Rewrite the items between the line holding "Locate every instance of the projection" and the end of the items, inclusive, keeping every line, including those without coordinates. Multiply each point coordinate in the answers by 1.2 and round to whole numbers, with halves going up. Return only those lines.
◇ ◇ ◇ ◇
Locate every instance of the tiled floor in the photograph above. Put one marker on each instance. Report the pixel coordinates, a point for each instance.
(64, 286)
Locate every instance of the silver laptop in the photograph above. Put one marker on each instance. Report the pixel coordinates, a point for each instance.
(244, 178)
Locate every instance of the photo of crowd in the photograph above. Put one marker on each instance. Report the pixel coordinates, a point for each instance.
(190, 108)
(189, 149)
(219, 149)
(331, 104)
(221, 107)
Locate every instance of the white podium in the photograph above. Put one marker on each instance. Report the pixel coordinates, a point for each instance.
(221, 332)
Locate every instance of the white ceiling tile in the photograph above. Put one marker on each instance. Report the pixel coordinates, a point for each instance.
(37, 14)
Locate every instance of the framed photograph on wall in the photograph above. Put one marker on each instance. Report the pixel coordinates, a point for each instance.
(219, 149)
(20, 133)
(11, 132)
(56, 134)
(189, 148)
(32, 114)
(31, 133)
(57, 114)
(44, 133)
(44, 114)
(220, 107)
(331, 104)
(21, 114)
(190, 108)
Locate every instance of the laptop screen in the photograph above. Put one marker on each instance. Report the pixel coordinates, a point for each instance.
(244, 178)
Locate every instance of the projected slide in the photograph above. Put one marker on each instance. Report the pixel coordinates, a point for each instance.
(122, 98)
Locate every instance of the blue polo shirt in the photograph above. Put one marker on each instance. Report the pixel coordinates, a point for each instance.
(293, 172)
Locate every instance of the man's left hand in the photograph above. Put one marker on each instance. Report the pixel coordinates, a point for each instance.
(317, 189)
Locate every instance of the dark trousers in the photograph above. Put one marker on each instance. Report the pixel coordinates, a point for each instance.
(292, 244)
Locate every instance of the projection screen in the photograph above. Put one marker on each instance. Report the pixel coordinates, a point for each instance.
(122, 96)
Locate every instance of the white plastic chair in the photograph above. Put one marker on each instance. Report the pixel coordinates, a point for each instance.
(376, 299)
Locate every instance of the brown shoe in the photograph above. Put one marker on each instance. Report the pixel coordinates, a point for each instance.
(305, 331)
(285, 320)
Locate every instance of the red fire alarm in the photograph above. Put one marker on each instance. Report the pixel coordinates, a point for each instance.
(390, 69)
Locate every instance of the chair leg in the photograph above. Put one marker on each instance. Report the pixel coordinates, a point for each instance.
◇ ◇ ◇ ◇
Correct output:
Locate every instance of the projection screen in the photograph above. Put one marker on each instance. Report the pixel coordinates, a point for each instance.
(146, 115)
Locate every instance of the white plastic chair in the photograph above. Put one marker on each instance. Report the pixel coordinates, a point for each instance.
(451, 359)
Locate every instance of the brown shoe in the photograph above. Put one marker on each instance. Report the pixel coordinates, a point for each instance.
(366, 397)
(342, 384)
Locate every instance of the red fire alarm in the photograph above. Put one marker on each instance. Report the pixel coordinates, a point for each instance.
(468, 83)
Locate every instance of the chair leg in the photograph above. Put one marker on each instance. Report the pixel coordinates, a point for each instance.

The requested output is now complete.